WHAT YOU NEED TO DO
Rescale the point coordinates in the answers by 2.15, rounding each to the nearest whole number with halves rounded up. Reproduce only the lines from the one containing "In this exercise you will indicate the boxwood" through the end of the records, inclusive, keeping the requests unchanged.

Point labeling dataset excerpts
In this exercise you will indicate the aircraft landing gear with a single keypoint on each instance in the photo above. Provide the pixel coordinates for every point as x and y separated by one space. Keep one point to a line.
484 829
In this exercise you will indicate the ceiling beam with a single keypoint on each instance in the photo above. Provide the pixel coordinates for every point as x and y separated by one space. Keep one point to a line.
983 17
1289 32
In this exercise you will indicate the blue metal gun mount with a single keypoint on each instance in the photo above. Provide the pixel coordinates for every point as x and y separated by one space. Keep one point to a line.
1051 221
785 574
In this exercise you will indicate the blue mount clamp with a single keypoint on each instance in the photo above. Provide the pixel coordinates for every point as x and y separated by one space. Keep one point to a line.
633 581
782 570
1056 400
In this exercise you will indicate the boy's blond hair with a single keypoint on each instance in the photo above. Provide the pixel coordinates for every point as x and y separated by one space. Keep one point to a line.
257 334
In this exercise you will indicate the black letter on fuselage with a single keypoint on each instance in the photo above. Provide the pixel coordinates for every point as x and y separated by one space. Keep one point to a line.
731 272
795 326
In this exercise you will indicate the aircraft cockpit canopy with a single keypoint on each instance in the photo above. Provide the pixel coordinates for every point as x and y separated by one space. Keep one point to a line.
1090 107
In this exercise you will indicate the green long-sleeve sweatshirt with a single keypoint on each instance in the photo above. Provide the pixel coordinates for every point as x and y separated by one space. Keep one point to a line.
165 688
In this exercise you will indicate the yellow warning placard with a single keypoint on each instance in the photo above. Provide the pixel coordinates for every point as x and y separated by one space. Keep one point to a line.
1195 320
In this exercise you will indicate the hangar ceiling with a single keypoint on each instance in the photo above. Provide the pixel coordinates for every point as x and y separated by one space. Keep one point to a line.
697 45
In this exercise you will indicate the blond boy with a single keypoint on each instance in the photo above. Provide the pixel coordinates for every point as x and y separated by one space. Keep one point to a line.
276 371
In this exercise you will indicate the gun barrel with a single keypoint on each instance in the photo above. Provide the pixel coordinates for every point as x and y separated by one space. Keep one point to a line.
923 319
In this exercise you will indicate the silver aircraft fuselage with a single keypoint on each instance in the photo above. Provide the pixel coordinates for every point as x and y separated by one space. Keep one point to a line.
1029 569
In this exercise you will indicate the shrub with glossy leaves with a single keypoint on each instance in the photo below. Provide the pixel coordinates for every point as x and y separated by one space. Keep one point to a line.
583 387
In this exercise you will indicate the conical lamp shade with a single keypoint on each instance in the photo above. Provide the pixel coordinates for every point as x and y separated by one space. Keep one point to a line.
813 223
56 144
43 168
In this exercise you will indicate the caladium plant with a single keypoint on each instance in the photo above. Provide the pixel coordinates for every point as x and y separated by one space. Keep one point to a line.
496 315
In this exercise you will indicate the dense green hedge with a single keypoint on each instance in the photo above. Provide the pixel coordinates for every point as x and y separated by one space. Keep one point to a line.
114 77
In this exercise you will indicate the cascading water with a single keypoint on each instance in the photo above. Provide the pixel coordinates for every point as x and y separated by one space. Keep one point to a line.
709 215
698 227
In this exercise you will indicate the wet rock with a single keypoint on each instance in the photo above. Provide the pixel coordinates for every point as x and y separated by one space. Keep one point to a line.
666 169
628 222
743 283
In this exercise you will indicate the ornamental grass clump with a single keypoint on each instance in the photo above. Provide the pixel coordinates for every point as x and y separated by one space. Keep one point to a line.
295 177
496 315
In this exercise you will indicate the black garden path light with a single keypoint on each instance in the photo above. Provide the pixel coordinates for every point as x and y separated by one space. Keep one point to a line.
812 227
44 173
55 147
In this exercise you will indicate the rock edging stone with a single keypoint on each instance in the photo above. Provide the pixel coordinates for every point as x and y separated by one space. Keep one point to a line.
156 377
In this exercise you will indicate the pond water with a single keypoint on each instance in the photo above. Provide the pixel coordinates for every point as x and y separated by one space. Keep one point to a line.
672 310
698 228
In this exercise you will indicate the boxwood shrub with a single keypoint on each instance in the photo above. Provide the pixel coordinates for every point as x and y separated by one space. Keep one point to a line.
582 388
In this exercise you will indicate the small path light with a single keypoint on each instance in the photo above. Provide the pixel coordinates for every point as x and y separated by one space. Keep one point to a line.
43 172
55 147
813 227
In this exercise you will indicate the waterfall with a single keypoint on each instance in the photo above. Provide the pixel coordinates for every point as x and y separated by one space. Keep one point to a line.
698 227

SOLUTION FOR THIS TASK
In this exercise you will indicate the boxwood shrub with a single keypoint on each instance in the photo above. Provide the pixel coordinates for every point as x and y separated by one space. Keep one point to a line.
1251 834
In this exercise you will indicate the small path light with a single keypoint on each instance in the photo above. Provide the pixel coordinates for every point as x and y separated by one space. Keep one point to a line.
92 370
118 316
1748 488
In this exercise you will indicate the waterfall with a single keypoint on each instance in the photo above. Provide the pixel coordinates for every point as x and y separated by one space. Keep one point to a line.
1501 488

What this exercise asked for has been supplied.